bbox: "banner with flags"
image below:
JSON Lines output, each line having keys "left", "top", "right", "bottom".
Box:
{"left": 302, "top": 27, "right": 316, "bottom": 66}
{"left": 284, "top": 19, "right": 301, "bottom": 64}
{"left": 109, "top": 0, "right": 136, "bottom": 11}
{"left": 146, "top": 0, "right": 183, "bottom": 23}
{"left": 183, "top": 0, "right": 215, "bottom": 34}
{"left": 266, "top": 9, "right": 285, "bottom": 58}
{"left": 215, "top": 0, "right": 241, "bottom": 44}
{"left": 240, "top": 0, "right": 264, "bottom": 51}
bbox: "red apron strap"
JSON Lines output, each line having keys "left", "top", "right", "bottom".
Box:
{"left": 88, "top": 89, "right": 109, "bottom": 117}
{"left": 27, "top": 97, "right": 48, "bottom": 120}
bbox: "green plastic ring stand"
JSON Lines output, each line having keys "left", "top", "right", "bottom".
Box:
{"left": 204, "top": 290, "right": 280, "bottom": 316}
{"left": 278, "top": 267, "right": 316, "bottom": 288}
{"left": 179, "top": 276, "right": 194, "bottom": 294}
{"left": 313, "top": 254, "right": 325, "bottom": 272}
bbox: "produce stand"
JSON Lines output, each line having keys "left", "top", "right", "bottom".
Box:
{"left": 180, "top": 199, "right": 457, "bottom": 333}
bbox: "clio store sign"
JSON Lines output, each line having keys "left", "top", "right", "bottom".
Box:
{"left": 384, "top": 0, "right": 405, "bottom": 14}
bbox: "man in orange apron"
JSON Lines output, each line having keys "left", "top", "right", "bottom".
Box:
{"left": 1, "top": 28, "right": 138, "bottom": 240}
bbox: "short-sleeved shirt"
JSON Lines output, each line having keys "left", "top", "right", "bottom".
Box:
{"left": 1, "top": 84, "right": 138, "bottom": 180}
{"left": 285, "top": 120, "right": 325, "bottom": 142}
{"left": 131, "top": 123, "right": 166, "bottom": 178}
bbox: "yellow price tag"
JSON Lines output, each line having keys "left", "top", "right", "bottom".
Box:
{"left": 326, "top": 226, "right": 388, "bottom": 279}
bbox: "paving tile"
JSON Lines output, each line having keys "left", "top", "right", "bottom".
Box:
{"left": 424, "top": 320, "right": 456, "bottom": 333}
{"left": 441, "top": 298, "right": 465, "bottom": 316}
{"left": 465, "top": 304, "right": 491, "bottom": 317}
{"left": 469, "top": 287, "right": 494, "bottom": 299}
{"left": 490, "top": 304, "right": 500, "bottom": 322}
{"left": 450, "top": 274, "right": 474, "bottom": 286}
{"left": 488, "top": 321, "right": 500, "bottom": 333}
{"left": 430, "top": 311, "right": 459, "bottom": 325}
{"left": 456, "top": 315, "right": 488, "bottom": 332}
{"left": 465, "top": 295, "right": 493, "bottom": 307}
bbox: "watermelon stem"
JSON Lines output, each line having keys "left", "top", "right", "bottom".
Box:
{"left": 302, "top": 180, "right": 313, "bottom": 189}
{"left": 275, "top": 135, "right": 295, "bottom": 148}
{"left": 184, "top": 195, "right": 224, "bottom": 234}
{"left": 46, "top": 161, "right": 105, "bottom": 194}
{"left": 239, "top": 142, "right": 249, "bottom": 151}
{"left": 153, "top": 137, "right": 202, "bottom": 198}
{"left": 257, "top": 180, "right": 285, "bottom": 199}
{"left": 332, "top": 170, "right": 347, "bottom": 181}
==
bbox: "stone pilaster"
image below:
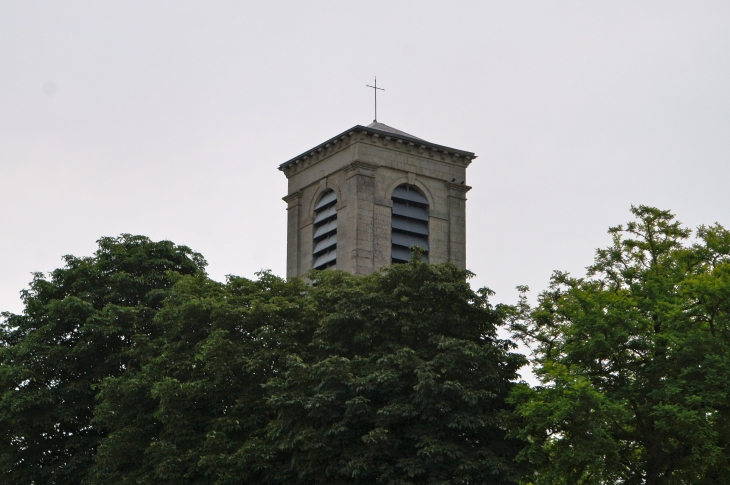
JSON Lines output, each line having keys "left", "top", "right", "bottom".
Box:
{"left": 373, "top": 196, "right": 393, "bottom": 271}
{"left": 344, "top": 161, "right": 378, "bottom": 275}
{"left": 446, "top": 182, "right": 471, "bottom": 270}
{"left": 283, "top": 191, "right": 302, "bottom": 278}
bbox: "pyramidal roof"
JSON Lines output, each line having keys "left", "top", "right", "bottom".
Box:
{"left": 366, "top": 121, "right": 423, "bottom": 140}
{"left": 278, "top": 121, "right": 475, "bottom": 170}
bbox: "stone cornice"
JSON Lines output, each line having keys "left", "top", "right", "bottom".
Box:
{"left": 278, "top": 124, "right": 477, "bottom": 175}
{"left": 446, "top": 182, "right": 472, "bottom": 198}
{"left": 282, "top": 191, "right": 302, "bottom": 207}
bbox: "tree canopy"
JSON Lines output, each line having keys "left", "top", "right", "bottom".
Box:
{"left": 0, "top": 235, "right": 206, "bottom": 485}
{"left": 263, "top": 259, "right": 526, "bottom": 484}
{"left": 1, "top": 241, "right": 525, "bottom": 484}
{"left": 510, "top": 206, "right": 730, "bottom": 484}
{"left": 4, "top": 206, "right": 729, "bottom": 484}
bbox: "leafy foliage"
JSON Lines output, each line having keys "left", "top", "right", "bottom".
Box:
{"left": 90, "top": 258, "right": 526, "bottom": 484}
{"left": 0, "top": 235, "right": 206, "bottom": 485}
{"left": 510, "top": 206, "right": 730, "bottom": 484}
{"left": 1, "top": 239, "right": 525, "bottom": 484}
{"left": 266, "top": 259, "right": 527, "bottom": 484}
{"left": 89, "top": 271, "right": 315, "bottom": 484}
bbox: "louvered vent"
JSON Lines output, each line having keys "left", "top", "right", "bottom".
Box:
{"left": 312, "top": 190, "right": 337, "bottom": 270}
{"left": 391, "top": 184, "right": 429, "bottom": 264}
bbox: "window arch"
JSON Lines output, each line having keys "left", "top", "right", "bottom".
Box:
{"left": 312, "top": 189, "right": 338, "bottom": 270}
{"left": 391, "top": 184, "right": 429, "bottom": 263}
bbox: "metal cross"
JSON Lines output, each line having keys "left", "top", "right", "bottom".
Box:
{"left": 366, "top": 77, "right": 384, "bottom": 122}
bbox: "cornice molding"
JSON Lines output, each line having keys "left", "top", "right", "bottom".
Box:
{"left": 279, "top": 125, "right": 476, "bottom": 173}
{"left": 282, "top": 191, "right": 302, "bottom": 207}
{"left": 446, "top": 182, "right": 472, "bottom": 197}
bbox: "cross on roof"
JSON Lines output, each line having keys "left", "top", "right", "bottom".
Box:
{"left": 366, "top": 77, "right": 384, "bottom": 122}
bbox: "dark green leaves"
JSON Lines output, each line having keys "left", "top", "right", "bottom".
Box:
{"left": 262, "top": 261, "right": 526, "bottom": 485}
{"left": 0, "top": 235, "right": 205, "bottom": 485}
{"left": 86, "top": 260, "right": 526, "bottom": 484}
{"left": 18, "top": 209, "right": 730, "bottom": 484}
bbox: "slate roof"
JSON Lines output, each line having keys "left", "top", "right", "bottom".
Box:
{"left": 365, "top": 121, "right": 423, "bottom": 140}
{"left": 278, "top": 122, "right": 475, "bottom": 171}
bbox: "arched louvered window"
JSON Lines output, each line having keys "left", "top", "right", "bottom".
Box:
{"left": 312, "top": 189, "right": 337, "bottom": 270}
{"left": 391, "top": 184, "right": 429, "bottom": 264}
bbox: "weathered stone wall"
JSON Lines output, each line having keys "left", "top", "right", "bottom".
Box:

> _Work to complete_: Among the entries, find each line that includes the string "cornice" and copy it.

> _Task output_:
bbox: "stone cornice"
bbox: "cornice molding"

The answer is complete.